[Pointing and labeling entries]
|---|
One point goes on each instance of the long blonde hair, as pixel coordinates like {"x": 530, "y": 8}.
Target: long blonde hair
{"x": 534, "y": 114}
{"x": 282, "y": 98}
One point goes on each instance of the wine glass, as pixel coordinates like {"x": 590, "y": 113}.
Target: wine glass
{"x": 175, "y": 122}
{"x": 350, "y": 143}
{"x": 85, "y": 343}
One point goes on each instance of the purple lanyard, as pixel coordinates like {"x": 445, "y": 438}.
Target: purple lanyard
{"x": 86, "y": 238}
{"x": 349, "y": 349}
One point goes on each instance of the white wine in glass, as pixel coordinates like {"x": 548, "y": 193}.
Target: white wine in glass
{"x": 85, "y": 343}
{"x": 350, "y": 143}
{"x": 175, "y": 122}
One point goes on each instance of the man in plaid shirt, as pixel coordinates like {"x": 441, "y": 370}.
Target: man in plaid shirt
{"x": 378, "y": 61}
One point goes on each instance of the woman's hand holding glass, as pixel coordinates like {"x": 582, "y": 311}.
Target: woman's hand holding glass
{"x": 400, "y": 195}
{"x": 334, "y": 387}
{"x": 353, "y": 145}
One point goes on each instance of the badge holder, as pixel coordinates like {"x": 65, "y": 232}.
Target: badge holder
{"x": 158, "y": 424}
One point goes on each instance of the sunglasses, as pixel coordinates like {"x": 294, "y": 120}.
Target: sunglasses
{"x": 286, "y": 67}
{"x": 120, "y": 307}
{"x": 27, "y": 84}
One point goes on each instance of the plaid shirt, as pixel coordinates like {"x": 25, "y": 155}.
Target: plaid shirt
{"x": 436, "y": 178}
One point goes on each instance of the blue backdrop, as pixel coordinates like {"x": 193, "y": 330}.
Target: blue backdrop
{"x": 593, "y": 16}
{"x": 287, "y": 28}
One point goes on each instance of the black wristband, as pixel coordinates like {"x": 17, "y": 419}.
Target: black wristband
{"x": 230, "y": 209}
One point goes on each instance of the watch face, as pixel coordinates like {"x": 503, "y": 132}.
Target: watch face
|---|
_Exercise aim_
All lines from the one containing "One point goes on each instance of the plaid" through the final line of the listing above are to be reproduced exactly; include both and add nothing.

_Completed task_
One point goes on each instance of the plaid shirt, as pixel coordinates like {"x": 25, "y": 155}.
Target: plaid shirt
{"x": 436, "y": 178}
One point goes on each instance of the blue backdrop, as pixel coordinates like {"x": 193, "y": 330}.
Target: blue backdrop
{"x": 593, "y": 16}
{"x": 287, "y": 28}
One point goes on each instance of the black wristband, as pixel coordinates like {"x": 17, "y": 419}.
Target: black wristband
{"x": 230, "y": 209}
One point goes on each instance of the watch face, as pixel coordinates like {"x": 503, "y": 132}.
Target: watch face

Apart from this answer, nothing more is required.